▶ Work to be completed:
Revise the data below by changing every "indicate" to "mark" and keeping everything else the same.

BEGIN Task inputs

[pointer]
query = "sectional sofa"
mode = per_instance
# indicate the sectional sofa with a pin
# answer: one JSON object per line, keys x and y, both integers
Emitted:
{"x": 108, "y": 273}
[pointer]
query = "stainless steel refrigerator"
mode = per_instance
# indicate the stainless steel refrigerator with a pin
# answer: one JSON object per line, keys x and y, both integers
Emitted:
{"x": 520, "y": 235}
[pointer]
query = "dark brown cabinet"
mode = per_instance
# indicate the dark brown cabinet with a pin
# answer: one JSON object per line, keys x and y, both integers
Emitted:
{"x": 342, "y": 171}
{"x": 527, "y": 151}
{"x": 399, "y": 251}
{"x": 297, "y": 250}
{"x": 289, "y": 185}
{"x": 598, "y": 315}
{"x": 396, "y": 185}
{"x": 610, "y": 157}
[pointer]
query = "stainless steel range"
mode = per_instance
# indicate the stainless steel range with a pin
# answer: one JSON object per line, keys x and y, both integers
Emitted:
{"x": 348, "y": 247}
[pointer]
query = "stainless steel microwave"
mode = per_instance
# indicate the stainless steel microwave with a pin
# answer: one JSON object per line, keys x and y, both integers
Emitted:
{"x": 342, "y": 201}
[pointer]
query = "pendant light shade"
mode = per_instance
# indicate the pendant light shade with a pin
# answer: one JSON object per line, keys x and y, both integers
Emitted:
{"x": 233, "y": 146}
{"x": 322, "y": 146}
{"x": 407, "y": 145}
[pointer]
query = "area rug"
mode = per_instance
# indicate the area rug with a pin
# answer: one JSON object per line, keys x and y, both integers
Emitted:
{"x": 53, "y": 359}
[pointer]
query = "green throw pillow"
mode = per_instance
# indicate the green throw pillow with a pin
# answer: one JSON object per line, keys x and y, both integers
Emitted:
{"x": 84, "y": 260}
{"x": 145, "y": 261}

END Task inputs

▶ Solution for this exercise:
[pointer]
query = "sectional sofa"
mode = per_instance
# mark the sectional sofa with a pin
# answer: one JSON object per line, keys x and y, both integers
Emitted:
{"x": 108, "y": 273}
[pointer]
query = "stainless steel refrigerator"
mode = per_instance
# mark the stainless steel refrigerator with a pin
# answer: one JSON object per line, keys x and y, both integers
Emitted:
{"x": 520, "y": 235}
[pointer]
query = "dark brown cabinet"
mode = per_instance
# mark the dark brown cabinet with a pin
# answer: one JSON object per line, keys x and y, both integers
Emitted:
{"x": 342, "y": 171}
{"x": 527, "y": 151}
{"x": 399, "y": 251}
{"x": 297, "y": 250}
{"x": 289, "y": 185}
{"x": 598, "y": 315}
{"x": 396, "y": 185}
{"x": 610, "y": 157}
[pointer]
query = "stainless steel range"
mode = per_instance
# mark the stainless steel range with a pin
# answer: one JSON object per line, keys x and y, both integers
Emitted:
{"x": 348, "y": 247}
[pointer]
query = "stainless steel microwave"
mode = per_instance
# mark the stainless steel microwave with a pin
# answer: one JSON object per line, keys x and y, both integers
Emitted:
{"x": 342, "y": 201}
[pointer]
query = "pendant light shade"
mode = per_instance
# mark the pendant light shade with a pin
# answer: one JSON object per line, keys x and y, both integers
Emitted:
{"x": 233, "y": 146}
{"x": 322, "y": 146}
{"x": 407, "y": 145}
[pointer]
query = "area rug"
mode = per_instance
# mark the area rug with a pin
# answer: one JSON object per line, keys x and y, both integers
Emitted:
{"x": 53, "y": 359}
[pointer]
query = "green throw pillow"
mode = per_instance
# mark the green throw pillow with a pin
# answer: one JSON object per line, keys x and y, both integers
Emitted:
{"x": 84, "y": 260}
{"x": 145, "y": 261}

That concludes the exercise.